Goal of the exercise —
From the start of the records through the line containing "[231,377,255,394]", inclusive, output each request and its answer as one row of a two-column CSV with the headers label_request and bounding_boxes. Put each value in a single quoted field, replace line breaks with spaces, and omit the pictures.

#####

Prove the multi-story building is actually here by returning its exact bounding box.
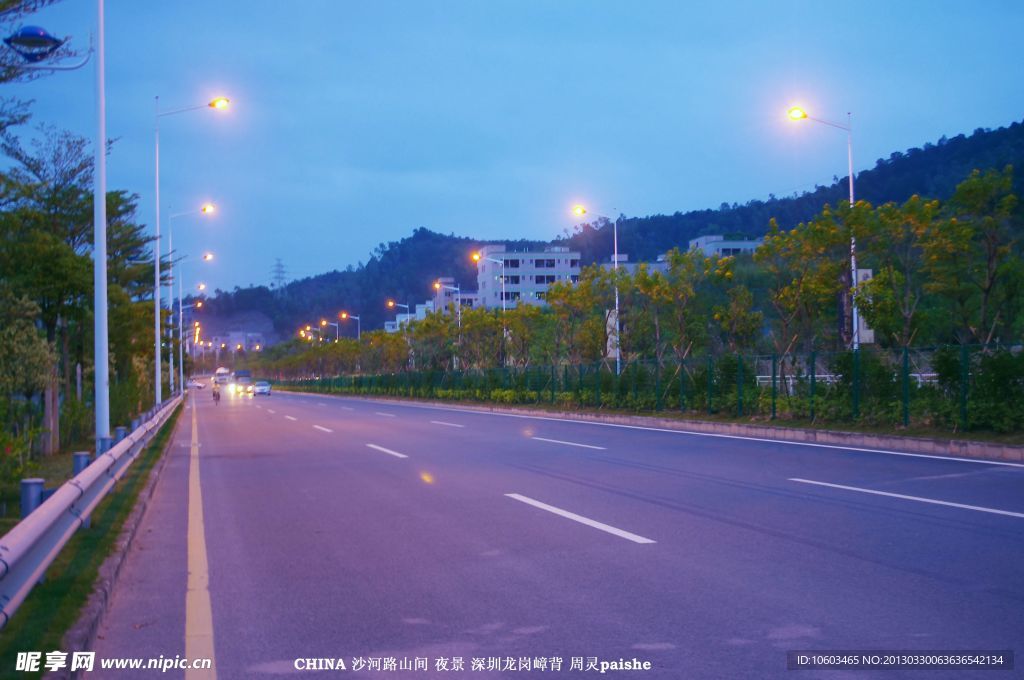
[476,246,580,308]
[384,300,434,333]
[601,253,669,274]
[690,233,764,257]
[433,277,480,313]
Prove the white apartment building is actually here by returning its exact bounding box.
[433,277,480,313]
[690,233,764,257]
[476,246,580,308]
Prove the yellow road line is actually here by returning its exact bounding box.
[185,397,217,680]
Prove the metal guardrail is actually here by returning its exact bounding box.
[0,395,181,628]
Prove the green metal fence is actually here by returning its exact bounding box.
[276,346,1024,432]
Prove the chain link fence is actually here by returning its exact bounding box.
[283,345,1024,433]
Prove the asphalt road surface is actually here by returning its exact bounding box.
[90,392,1024,680]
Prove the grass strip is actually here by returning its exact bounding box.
[0,406,181,678]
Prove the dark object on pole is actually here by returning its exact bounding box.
[3,26,65,63]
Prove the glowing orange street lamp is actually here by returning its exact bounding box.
[338,311,362,341]
[786,107,860,349]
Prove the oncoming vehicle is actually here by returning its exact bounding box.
[231,377,255,394]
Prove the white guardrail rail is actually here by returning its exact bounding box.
[0,395,181,628]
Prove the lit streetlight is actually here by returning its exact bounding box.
[434,281,462,329]
[572,205,623,376]
[165,203,216,394]
[321,318,341,342]
[338,311,362,341]
[151,95,228,405]
[4,14,110,446]
[786,107,860,349]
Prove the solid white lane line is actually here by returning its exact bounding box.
[367,443,409,458]
[790,477,1024,519]
[185,393,217,680]
[430,420,466,427]
[530,437,607,451]
[337,399,1024,468]
[506,494,657,543]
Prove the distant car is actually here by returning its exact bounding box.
[231,378,255,394]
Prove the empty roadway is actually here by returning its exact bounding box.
[97,391,1024,679]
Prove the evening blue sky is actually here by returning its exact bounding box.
[4,0,1024,289]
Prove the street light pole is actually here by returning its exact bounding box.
[153,95,229,405]
[92,0,111,446]
[787,107,860,349]
[321,318,341,342]
[341,311,362,342]
[572,205,623,376]
[153,95,164,406]
[611,217,623,376]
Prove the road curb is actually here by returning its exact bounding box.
[279,388,1024,463]
[43,402,184,680]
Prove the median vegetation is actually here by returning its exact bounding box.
[248,168,1024,435]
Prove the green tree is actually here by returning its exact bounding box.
[856,196,940,347]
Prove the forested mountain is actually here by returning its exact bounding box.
[205,122,1024,336]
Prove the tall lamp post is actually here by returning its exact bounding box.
[434,277,462,369]
[166,203,217,393]
[572,205,623,376]
[434,281,464,329]
[153,94,230,405]
[4,17,109,446]
[321,318,341,342]
[472,252,508,367]
[387,300,416,369]
[786,107,860,349]
[338,311,362,342]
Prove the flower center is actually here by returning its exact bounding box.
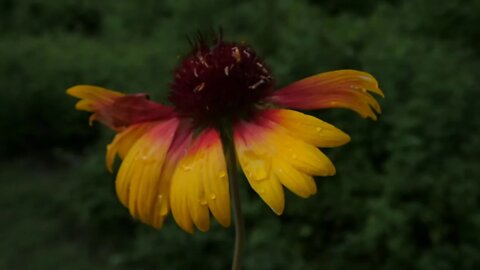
[169,40,274,125]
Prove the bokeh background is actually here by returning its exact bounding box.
[0,0,480,270]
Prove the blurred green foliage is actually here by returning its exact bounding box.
[0,0,480,270]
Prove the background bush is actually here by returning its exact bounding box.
[0,0,480,270]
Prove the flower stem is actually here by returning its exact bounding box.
[223,127,245,270]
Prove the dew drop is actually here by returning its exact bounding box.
[182,165,192,172]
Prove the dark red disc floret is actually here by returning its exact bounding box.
[169,40,274,125]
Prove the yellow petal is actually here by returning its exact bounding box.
[235,122,335,214]
[273,159,317,198]
[105,122,158,172]
[116,119,178,224]
[171,129,230,232]
[235,126,285,215]
[200,134,230,227]
[266,110,350,147]
[270,70,383,120]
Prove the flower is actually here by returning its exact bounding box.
[67,38,383,232]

#####

Result of the exercise —
label_request,bounding_boxes
"Prove the multi-story building is actually here by returning its exact bounding box.","[476,246,580,308] [384,300,434,333] [601,253,669,274] [690,233,764,257] [433,277,480,313]"
"Prove the white apartment building is actually here by returning its exact bounding box.","[433,277,480,313] [690,233,764,257] [476,246,580,308]"
"Prove the yellow road line is actually here by returning its exact bounding box.","[185,397,217,680]"
"Prove the metal guardrail is actually here by returning its exact bounding box.","[0,395,181,628]"
"Prove the green metal fence is actually here by returning its exact bounding box.","[276,346,1024,432]"
"Prove the chain link fence is actually here by returning its exact bounding box.","[283,345,1024,433]"
"Prove the asphalt road surface is actually here by returning its exact bounding box.","[90,392,1024,680]"
"Prove the grass strip is actually here by returning its exact bounding box.","[0,406,181,678]"
"Prove the dark object on pole is actually here by returning its exact bounding box.","[3,26,65,63]"
"Prove the glowing orange street lamp is actually here by returning its exact bounding box.","[338,311,362,341] [786,107,860,349]"
"Prove the oncoming vehicle is actually here by returning its exact bounding box.","[231,377,255,394]"